§ INPUT MATERIAL:
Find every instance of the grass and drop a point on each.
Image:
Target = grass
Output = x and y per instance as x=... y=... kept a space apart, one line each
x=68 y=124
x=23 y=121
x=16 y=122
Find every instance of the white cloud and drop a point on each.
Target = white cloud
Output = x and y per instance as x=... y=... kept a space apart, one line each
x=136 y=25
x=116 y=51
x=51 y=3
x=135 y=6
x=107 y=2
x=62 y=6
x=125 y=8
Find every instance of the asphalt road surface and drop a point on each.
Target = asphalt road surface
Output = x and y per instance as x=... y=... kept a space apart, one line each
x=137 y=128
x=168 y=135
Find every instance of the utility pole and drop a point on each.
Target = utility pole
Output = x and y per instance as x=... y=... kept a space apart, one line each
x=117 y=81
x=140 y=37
* * *
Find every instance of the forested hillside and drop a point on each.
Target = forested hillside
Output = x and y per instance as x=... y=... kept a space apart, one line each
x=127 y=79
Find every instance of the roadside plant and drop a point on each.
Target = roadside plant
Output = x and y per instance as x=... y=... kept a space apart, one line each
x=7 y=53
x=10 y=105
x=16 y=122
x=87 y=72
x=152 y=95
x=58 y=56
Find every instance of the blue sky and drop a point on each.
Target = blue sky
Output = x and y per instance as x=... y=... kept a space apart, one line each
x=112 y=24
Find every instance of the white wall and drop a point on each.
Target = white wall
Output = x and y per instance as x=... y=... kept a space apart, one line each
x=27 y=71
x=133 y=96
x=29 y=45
* * *
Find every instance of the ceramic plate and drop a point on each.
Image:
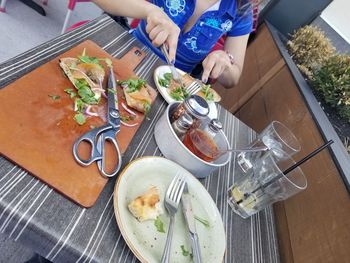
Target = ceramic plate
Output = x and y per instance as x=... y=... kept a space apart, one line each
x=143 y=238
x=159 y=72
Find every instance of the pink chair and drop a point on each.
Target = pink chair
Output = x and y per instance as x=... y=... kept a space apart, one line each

§ BRIEF: Render the lines of the listing above, from the line with "Find every instance of the asphalt" to the line with "x=168 y=135", as a numbered list, skipping any blank lines.

§ EXERCISE SOLUTION:
1. Find every instance of the asphalt road surface and drop a point on each.
2. Target = asphalt road surface
3. Output = x and y per instance as x=... y=... kept a space apart, one line each
4. x=137 y=128
5. x=168 y=135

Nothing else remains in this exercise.